■ **RECORDS SHOWN**:
_____

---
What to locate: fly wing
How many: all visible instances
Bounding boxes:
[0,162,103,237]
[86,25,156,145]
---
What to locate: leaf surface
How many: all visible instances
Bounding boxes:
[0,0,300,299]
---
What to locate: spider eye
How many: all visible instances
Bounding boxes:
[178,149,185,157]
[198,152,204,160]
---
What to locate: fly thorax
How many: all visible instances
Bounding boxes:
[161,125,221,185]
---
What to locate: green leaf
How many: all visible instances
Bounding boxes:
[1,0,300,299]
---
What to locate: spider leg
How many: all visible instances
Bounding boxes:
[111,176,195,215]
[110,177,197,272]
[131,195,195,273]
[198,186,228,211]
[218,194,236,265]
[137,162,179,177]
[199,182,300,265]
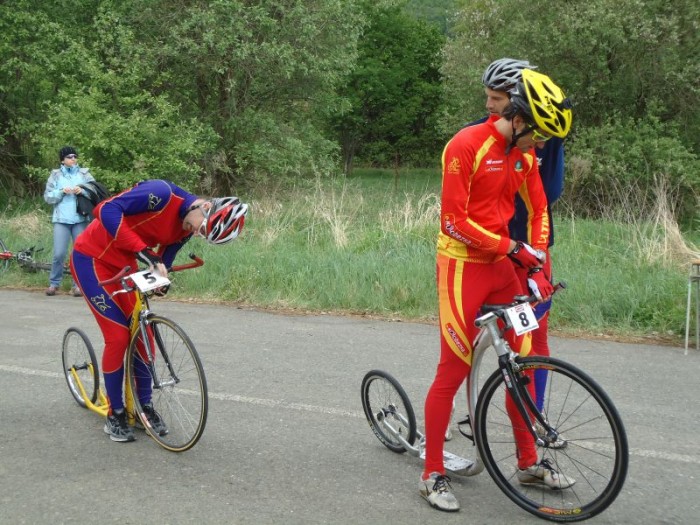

_____

■ **GOAL OF THE EXERCISE**: Apart from the images, reproduce the listing exactly as it appears.

■ **ANSWER SECTION**:
---
What to locate: fly wing
How many: all visible instances
Bounding boxes:
[0,162,103,237]
[86,25,156,145]
---
What to locate: leaf surface
How many: all visible instances
Bounding boxes:
[0,0,300,299]
---
What to locate: spider eye
How many: all visible instances
Bounding boxes:
[178,149,185,157]
[198,152,204,160]
---
What to locate: fly thorax
How many: all visible instances
Bounding boxes:
[161,125,221,185]
---
What to locate: green leaf
How many: all visible instances
Bounding boxes:
[1,0,300,299]
---
What to locate: spider leg
How many: all visible instances
Bounding boxes:
[111,176,195,215]
[110,177,197,272]
[131,195,195,273]
[198,186,228,211]
[218,194,236,265]
[137,162,179,177]
[199,182,300,265]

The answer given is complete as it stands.